BEGIN Source material
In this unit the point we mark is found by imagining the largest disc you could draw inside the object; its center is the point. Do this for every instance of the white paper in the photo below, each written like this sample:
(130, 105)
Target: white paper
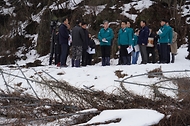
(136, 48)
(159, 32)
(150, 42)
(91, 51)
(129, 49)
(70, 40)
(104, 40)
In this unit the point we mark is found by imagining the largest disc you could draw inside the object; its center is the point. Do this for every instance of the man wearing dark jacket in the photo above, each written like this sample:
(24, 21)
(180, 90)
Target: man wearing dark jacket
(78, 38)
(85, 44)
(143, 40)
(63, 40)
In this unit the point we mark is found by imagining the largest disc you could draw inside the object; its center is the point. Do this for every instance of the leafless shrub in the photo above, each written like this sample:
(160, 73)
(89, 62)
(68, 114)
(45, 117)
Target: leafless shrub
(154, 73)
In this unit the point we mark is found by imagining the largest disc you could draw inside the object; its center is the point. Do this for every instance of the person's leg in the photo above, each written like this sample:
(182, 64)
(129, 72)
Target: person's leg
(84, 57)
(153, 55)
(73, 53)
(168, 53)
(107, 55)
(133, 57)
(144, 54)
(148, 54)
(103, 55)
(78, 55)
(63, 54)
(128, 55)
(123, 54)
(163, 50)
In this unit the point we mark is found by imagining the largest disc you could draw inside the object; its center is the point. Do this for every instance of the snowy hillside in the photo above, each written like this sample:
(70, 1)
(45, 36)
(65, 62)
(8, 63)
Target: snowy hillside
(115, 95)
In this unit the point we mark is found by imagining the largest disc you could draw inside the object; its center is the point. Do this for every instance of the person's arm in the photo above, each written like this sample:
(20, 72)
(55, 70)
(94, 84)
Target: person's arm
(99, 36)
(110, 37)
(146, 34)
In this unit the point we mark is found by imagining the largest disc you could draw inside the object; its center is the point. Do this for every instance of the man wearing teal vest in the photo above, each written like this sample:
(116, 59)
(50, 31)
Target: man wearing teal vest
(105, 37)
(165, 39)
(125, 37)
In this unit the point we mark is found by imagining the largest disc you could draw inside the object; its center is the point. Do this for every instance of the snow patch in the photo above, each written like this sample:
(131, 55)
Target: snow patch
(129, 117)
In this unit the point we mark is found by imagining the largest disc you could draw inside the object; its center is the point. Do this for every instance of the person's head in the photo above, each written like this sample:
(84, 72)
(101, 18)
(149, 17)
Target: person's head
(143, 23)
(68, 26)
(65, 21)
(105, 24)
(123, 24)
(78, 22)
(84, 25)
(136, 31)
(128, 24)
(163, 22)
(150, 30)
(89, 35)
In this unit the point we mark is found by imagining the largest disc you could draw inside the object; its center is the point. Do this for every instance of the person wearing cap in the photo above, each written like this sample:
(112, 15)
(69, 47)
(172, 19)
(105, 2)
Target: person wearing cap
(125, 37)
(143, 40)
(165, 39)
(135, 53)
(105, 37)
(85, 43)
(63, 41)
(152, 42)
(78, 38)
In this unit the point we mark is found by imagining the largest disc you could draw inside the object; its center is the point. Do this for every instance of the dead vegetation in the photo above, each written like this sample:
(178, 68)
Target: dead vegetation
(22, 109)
END Source material
### Task directions
Every record above should be duplicated precisely, with the images removed.

### Problem solution
In this unit the point we mark is found by imagining the largest disc you could draw inside the object; its center is the point. Do this for every instance of the white paper in the photo below, each written like this sample:
(130, 105)
Target: white paper
(136, 48)
(159, 32)
(150, 42)
(91, 51)
(129, 49)
(70, 40)
(104, 40)
In this unit the point we mark is found by imagining the largest disc you could draw inside the object; its center is the point. Do this for every instance of the man wearing dark jacket in the photo above, each written like this sample:
(24, 21)
(180, 90)
Target: man wearing dark jacket
(78, 38)
(85, 44)
(143, 40)
(63, 40)
In this unit the point we mark is found by imagining the largest disc you could draw inside the object; its center is the point. Do this for every instance of the leafless shrub in the photo above, each written like this sample:
(160, 73)
(89, 62)
(68, 114)
(45, 117)
Target: leafless shrub
(154, 73)
In this unit the point we mark is found by imagining the largest disc you could draw inside the object; its center is the point. Do this for every instance of the person's leg in the photo above, each written like this sample:
(182, 64)
(129, 72)
Target: person's leg
(84, 57)
(153, 55)
(73, 53)
(168, 53)
(107, 55)
(133, 57)
(144, 54)
(148, 54)
(103, 55)
(78, 55)
(63, 54)
(128, 55)
(123, 54)
(163, 50)
In this unit the point we mark is found by imagining the largest disc you could draw inside the object; its center is the point. Do this for every instance of the snowy hillside in the photo above, each written like this sample:
(70, 1)
(45, 36)
(65, 62)
(8, 63)
Target: snowy hillside
(115, 95)
In this unit the point we mark is found by imagining the largest disc you could draw inside the object; its center is the point. Do this for every instance of the person's arm in the photo above, each written like this sample:
(20, 72)
(55, 70)
(94, 84)
Target: person's arm
(99, 36)
(110, 37)
(146, 34)
In this unit the point we mark is found by imagining the largest disc you could draw inside the object; its center is the point. Do this for every instance of the man wearing teal vest in the photo above, each written like this sample:
(116, 59)
(50, 31)
Target: man wearing teal vest
(105, 37)
(165, 39)
(125, 37)
In this unit the point we mark is found by imagining the largest disc you could draw inside the object; its center is the point. Do this for every instance of the snow patch in the photo above, each written like this sample:
(131, 55)
Target: snow patch
(129, 117)
In this unit the point we mark is found by imagining the largest disc you could draw inside the object; its center is the point. Do this for every instance of the person's head in the photo above, each written like this sample:
(84, 72)
(101, 18)
(149, 17)
Target: person's head
(143, 23)
(68, 26)
(65, 21)
(105, 24)
(123, 24)
(78, 22)
(84, 25)
(136, 31)
(128, 24)
(163, 22)
(150, 30)
(89, 35)
In this unit the point we mark is found by imagining the largest disc you could draw inside the object; its center is the point. Do this for every instance of the person wearing cap in the photo above, each written like this sample:
(112, 15)
(69, 47)
(172, 19)
(105, 2)
Target: person wearing cap
(125, 37)
(143, 40)
(165, 39)
(135, 53)
(105, 37)
(85, 43)
(63, 41)
(152, 42)
(78, 38)
In this unit the point we mark is found by imagining the largest disc you could draw inside the object; its center is the point. Do this for every instance of the dead vegetation in the photo above, each written like this sample:
(178, 68)
Target: dead vegetation
(22, 109)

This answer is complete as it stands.